------ Extract ------

SCHNEIDER: But Americans under 55 are not showing much enthusiasm for the president's proposal. They're divided. 45 percent like it. 48 percent don't. President Bush reassured older workers that for them Social Security would not change in any way. Didn't matter. Older Americans are solidly opposed to the president's plan.


(on camera): The domestic issues the president stressed in his State of the Union, Social Security, tax reform, legal reform and same-sex marriages are not the public's top priorities. Those are terrorism and Iraq.

So what's giving the president a boost isn't the news from Washington. It's the news from Baghdad -- Judy.

WOODRUFF: I'm beginning to think the Social Security reaction, dividing along age lines.

SCHNEIDER: Exactly at age 55, where the president drew the line.

WOODRUFF: OK. Bill Schneider, thank you very much.

Now we turn to the race for Democratic party chairman which isn't really a race any more. Howard Dean's final rival for the job dropped out today. Another bout of what appears to be the inevitable. The failed presidential candidate's election as DNC chair on Saturday.


DEAN: You have the power to take back the Democratic party.

WOODRUFF (voice-over): He broke through as an anti-establishment rebel, an us versus them candidate. And by them Dean wasn't just talking about Republicans. DEAN: There's a big difference between what goes on in Washington and what goes on in the rest of the country.

WOODRUFF: Dean's ambitions have evolved and so has his tone. But even now, he still uses Washington like a four-letter word. Like when he's talking about...

DEAN: Washington gossip.


DEAN: Washington rumor.

WOODRUFF: All red flags no doubt to Washington's top two Democrats: Senator Minority Leader Harry Reid and House Minority Leader Nancy Pelosi. Both struggled to mount a Stop Dean movement in the DNC horse race. Their candidate former Indiana congressman and 9/11 commissioner Tim Roemer enjoyed a mini boomlet.

REP. NANCY PELOSI (D), MINORITY LEADER: His message of the Midwest and as a moderate Democrat was one I thought would be useful.

WOODRUFF: But Roemer's candidacy never really got off the ground and today he pulled out. When Dean's victory began to seem inevitable Pelosi and Reid put him on notice. He may have won over the members of the DNC, but they still set the party's agenda. Said, Reid, "the Democratic chairman as a constituency of 447 people. Our constituency is much larger than that." A sentiment Pelosi echoes.

PELOSI: The policy is made by the members of the Senate, the House the governors, mayors, all elected officials throughout our country. And that isn't the role of the party.

WOODRUFF: Still, Dean has bucked the establishment again, zeroing in on his party's grassroots and not the elites. Now with victory in the bag, he's starting to court the party leaders. We're seeing overtures to those Washington downs. A phone call with Reid last week. This from a man who knows the value of political relationships.


(on camera): And by the way, our new poll drives home some of the challenges ahead for Howard Dean and the Democrats. American say they are divided in their opinion of Dean with slightly more having an unfavorable view of him. And the public has a more favorable view of the Republican party than of the Democratic party by ten percentage points.

The partisan wrangling continues over Iraq even after last week's landmark vote. Up next, has new violence put a damper on the post- election excitement? I'll talk with Senator Johnson who just returned from Iraq.

------

- Required tasks
[A] According to the broadcast transcript, which domestic issues did the president stress in his State of the Union?
[B] Write the next part of the broadcast transcript, beginning after its final sentence.

------ Provided information ------

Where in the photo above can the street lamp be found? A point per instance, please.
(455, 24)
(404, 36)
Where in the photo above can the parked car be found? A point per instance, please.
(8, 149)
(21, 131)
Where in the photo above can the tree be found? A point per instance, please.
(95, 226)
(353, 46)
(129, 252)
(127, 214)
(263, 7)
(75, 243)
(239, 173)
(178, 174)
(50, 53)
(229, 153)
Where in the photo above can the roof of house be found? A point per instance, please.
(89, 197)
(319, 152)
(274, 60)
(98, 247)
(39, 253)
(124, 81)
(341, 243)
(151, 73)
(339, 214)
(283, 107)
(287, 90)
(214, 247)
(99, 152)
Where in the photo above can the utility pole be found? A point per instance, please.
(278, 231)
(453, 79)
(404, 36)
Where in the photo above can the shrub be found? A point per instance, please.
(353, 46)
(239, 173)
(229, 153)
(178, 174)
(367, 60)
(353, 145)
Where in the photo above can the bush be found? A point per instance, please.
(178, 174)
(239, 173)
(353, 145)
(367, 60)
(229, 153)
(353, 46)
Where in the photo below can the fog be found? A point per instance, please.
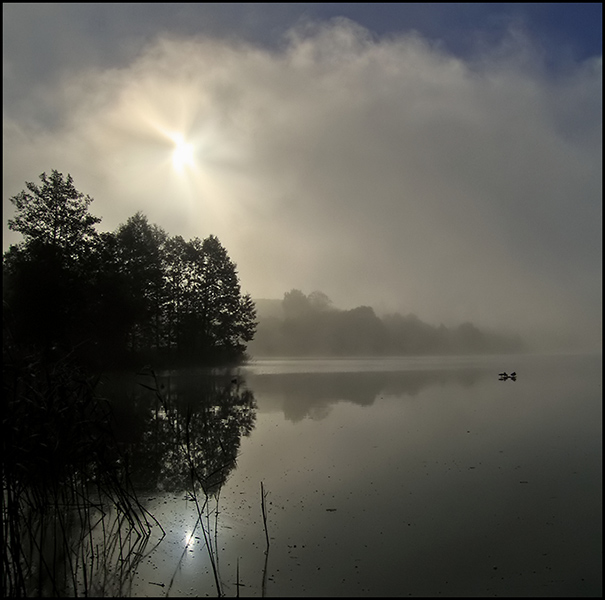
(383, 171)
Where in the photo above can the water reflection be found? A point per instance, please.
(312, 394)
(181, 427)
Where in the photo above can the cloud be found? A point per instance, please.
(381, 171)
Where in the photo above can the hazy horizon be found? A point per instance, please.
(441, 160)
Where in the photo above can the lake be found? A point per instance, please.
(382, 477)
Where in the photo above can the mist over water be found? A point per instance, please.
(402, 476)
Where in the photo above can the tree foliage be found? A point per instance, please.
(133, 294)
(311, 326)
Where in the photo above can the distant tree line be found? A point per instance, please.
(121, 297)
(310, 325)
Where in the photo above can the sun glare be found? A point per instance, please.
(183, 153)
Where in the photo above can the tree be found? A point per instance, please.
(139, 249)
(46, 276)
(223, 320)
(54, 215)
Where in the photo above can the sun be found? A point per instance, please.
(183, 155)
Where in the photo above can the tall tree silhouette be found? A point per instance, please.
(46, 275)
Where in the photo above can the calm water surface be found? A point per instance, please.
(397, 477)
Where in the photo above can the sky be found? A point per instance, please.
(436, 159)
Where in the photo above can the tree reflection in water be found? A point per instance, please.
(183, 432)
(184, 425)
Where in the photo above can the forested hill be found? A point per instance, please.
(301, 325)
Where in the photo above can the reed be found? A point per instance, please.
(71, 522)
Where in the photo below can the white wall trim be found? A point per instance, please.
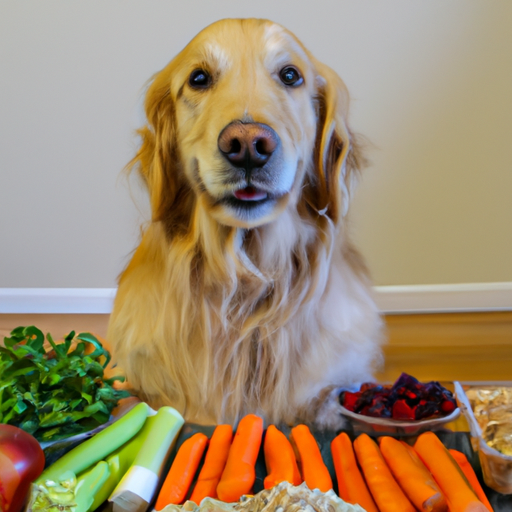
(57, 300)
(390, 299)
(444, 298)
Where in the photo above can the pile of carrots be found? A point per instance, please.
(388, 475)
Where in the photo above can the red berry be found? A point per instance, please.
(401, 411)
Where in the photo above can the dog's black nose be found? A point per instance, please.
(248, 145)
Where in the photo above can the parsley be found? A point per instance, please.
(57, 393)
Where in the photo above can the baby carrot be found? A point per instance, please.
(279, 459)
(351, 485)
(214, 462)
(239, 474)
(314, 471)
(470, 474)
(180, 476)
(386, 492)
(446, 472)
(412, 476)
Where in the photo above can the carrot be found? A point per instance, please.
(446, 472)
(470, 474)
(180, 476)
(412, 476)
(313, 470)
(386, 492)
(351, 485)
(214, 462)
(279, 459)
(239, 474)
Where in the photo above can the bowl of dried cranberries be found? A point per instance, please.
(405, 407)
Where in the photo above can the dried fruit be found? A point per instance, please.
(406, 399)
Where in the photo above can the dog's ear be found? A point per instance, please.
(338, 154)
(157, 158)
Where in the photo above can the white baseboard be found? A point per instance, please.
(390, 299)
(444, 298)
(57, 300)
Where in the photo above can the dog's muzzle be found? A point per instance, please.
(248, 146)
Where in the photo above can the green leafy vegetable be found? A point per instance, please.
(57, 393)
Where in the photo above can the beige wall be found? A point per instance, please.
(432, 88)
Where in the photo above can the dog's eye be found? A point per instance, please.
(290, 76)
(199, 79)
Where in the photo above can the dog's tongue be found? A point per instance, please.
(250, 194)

------

- Results for each task
[A] Social Security, tax reform, legal reform, and same-sex marriages.

[B]
Also, ahead, what's missing from President Bush's plan to reform Social Security? Analyst Ron Brownstein shares his thoughts. And later, the unanswered question from the Nixon era, who was Deep Throat?


WOODRUFF: We have this news just into CNN. We are just about 10 minutes away from a verdict in the trial of Roman Catholic priest Paul Shanley on trial in Massachusetts for sexual abuse. And we will bring you live coverage of that verdict just as soon as it gets under way.

Meantime, a series of deadly attacks today in Iraq today killed more than two dozen people. Fifteen people died in the city of Baqubah in a suicide car bomb explosion near a crowd of people who were waiting to apply for jobs. Twelve more were killed in Mosul when a suicide bomber attacked a crowd of security personnel outside a temporary police station.

With me now to talk more about the situation in Iraq, Republican Senator John Thune of South Dakota, he's a member the Armed Services Committee and he just returned from a trip to Iraq.

Senator, you were just back last night. How long were you actually in Iraq?

SEN. JOHN THUNE (R-SD), ARMED SERVICES CMTE.: We were 13 hours on the ground in Baghdad, Judy, split about evenly between Camp Victory at the headquarters there and about half of it in the Green Zone.

WOODRUFF: What is your sense of Iraq post-election? There seemed to be almost euphoria last week, Senator, and now we keep hearing daily suicide attacks. How did you read it?

THUNE: Well, I think the terrorists are trying to get the momentum back. But clearly after last Sunday's elections -- or the elections a week ago Sunday, there's a lot of momentum. The exuberance among the Iraqi people was incredible to watch.

We were -- had an opportunity to visit with a number of Iraqi voters. They were still sporting their ink-stained finger that they used on the ballot at the week-ago election. It was really something to observe. And all of the commanders in the region, the troops, everybody who had an opportunity to witness that said it was really historic, really remarkable. And they think it will be significant in helping us turn the corner toward getting this thing resolved.

WOODRUFF: So just the act of the election in and of itself, you're saying, is turning the tide?

THUNE: Well, I think the election was really sort of a watershed event. And it's not just that. It's also what's happening with respect to getting the Iraqi army trained. We visited with General Petraeus, who is in charge of that over there.

And they're really making progress in terms of getting the Iraqi security forces, whether that's the army or the national guard, the police force there, in a position to defend the Iraqi people. The real challenge now is to get a command structure put in place. But if we can get a democracy stood up there, and this government is, in fact, inclusive and reaches out to some of the minority parties, I think that we are -- we've made a lot progress. That doesn't mean that there isn't some heavy lifting ahead and that these terrorists are going to go away.

But I think there were -- everybody was very hopeful and very optimistic when we were there.

WOODRUFF: Well, what about reaching out to these minority parties. There is serious concern that the Sunnis are not going to be represented in appropriate numbers in the government. How did you read that?

THUNE: We visited with a leading member of the Shia alliance ticket and also the deputy prime minister there, Salih, who is a Kurd, and talked about the importance of having an inclusive government that does include the minority parties when it comes to forming a cabinet, when it comes to drafting and ratifying a constitution.

There seems to be an acknowledgement, a recognition there that in order for this democracy to be successful that it has to provide representation for some of those minority interests. So I felt very good based on the conversations that we had, that those efforts are going to be made. But I think it's something that we're going to have to monitor closely as this moves forward.

WOODRUFF: I ask, because the U.S. can't force that, can it?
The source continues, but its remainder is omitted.